--- Quoted passage ---

Forum Moderators: coopster

Message Too Old, No Replies

Validate URL

Simple function won't work

         

Birdman

9:27 pm on Sep 23, 2003 (gmt 0)

WebmasterWorld Senior Member 10+ Year Member



Hello, this is driving me crazy. I'm just trying to make sure that an url exists. Here is the code:


function valid_url($str)
{
if (@fopen($str,"r"))
return 1;
else
return 0;
}
if (!valid_url($url)){
$error .= "<li>The URL, <em>$url</em>, does not exist.</li>";
}

I have tried using file(), as well. Any help is appreciated!

Birdman

Birdman

9:34 pm on Sep 23, 2003 (gmt 0)

WebmasterWorld Senior Member 10+ Year Member



Well, you won't believe this! It is because of Verisign's new redirect policy. It's returning a page, no matter what url.

bcolflesh

9:35 pm on Sep 23, 2003 (gmt 0)

WebmasterWorld Senior Member 10+ Year Member



Is allow_url_fopen enabled on your server?

If you have PEAR, it has a builtin function for this purpose:

dickmann.homeunix.org/pear/phpdoc/PEAR/Validate/0.1.1/Validate/Validate.html#url

bcolflesh

9:38 pm on Sep 23, 2003 (gmt 0)

WebmasterWorld Senior Member 10+ Year Member



Well, you won't believe this! It is because of Verisign's new redirect policy. It's returning a page, no matter what url.

Aaah - another annoying consequence of their actions - you'll have to return the server headers and parse them.

---

Objective 1:
In the URL validation thread, rewrite more briefly the paragraph that begins "Well, you won't believe this!" in the post from 9:34 pm.
Objective 2:
Which server setting does bcolflesh ask about in the URL validation thread?
Objective 3:
Write the next post in the URL validation thread, picking up after its last line.
Nothing in the entries is needed to work with the URL validation thread.

--- Material provided ---

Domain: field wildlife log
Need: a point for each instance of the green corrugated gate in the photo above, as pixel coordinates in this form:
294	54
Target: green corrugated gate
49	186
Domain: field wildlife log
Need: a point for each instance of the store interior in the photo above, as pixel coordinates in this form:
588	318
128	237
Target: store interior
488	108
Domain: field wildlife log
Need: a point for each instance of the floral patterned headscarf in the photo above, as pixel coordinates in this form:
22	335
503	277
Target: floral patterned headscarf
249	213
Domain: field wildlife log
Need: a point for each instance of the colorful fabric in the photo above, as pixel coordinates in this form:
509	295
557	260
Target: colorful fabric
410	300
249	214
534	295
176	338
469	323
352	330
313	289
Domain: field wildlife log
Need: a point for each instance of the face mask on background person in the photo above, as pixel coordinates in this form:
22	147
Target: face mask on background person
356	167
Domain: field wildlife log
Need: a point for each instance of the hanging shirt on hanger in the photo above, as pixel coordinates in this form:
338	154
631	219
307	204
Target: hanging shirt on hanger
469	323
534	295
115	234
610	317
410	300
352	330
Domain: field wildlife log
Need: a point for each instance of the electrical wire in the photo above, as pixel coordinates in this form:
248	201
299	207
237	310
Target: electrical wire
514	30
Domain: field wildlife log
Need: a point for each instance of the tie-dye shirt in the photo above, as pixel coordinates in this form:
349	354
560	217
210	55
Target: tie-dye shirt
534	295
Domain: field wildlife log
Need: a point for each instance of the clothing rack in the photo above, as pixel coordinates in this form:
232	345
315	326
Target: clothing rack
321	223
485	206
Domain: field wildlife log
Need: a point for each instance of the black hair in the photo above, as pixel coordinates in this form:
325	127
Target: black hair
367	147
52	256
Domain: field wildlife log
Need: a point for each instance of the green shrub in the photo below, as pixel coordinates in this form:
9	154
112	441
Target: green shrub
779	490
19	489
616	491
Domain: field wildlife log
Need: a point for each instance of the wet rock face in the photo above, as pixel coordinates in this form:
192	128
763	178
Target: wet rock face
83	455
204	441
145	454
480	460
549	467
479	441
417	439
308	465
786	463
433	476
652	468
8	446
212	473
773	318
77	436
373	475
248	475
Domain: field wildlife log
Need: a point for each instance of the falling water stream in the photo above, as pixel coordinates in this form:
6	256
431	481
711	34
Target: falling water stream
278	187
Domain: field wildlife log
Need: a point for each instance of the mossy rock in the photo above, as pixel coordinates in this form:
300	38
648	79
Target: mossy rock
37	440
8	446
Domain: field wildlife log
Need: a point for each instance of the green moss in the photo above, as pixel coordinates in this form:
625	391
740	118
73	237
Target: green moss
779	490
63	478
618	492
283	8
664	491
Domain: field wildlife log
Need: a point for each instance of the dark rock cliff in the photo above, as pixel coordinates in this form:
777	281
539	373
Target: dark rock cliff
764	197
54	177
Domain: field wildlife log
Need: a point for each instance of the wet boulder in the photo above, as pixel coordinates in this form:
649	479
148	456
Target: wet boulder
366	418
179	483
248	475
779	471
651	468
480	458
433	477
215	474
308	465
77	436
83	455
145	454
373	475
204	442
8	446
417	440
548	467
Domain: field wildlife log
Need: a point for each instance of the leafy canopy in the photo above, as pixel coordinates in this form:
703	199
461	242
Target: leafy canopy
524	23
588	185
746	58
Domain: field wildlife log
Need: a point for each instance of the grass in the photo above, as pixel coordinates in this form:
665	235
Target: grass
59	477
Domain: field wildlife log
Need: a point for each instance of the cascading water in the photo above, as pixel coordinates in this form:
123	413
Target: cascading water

---

Exercise response 1:
Verisign's new redirect policy is the cause: a page comes back for any URL.

Exercise response 2:
allow_url_fopen

Exercise response 3:
Birdman

9:41 pm on Sep 23, 2003 (gmt 0)

WebmasterWorld Senior Member 10+ Year Member



bcolflesh, allow_url_fopen is set to 1. I'm not sure if that is correct, but I know it was working before. I'm sure it Verisign that is causing it because I ran a separate test with file(), and it returned the Verisign page(with a bad URL).

Birdman

9:43 pm on Sep 23, 2003 (gmt 0)

WebmasterWorld Senior Member 10+ Year Member



Thanks, I was thinking about searching for a common string in their page and using if(!strpos()), or something like that.

Can you give me an example of what you are suggesting?

Birdman

bcolflesh

9:47 pm on Sep 23, 2003 (gmt 0)

WebmasterWorld Senior Member 10+ Year Member



You're right - until they back down, the server header seems to remain constant for bad requests:

HTTP/1.1 302 Moved Temporarily
Date: Tue, 23 Sep 2003 21:44:38 GMT
Location: [sitefinder.verisign.com...]
Content-Type: text/plain
Transfer-Encoding: Chunked
Connection: Close

You can parse the Location line and assume(?) a bad URL.

Birdman

9:51 pm on Sep 23, 2003 (gmt 0)

WebmasterWorld Senior Member 10+ Year Member



Appreciate it!

I wonder what this will mean to the engines...smells like trouble.

Birdman

bcolflesh

9:52 pm on Sep 23, 2003 (gmt 0)

WebmasterWorld Senior Member 10+ Year Member



Use fsockopen:
us3.php.net/manual/en/function.fsockopen.php

Then fgets:
us3.php.net/manual/en/function.fgets.php

Examples at the bottom of each page.

Birdman

7:39 pm on Sep 24, 2003 (gmt 0)

WebmasterWorld Senior Member 10+ Year Member



Just for the record, this is how I fixed it:


function valid_url($str)
{
if($test = implode("\r",file($str))){
if (strpos($test,"<title>VeriSign ¦")){
return 0;
} else {
return 1;
}
} else {
return 0;
}
}

If anyone has a more ellegant solution, I'm all ears ;)

Birdman

ps. That's the beauty of dynamic pages...predictability!

bcolflesh

8:05 pm on Sep 24, 2003 (gmt 0)

WebmasterWorld Senior Member 10+ Year Member



That's cool as long as you don't anticipate any pages that match that title, like:

newsfactor.com/perl/story/7866.html

Birdman

8:21 pm on Sep 24, 2003 (gmt 0)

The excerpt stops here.